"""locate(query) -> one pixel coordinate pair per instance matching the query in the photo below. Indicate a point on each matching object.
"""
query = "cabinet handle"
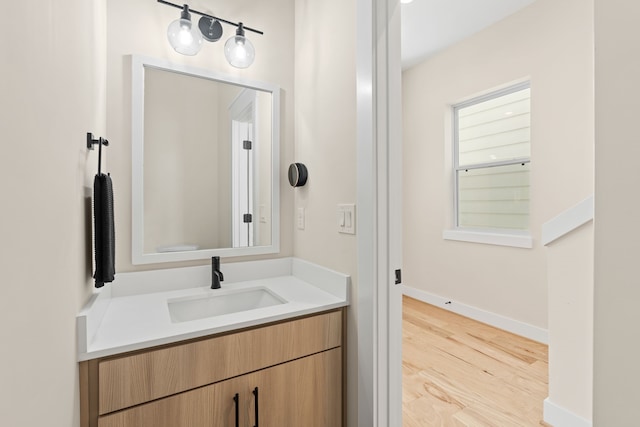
(255, 394)
(236, 399)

____

§ TASK STATEMENT:
Put each line of the listing above into the copy exactly, dropping the pictures.

§ RESULT FOR THIS TASK:
"""locate(query) -> one pixel coordinate pair per instance matching the query in the photo below. Indicate a point on each matching object.
"""
query = "cabinet handle"
(255, 394)
(236, 399)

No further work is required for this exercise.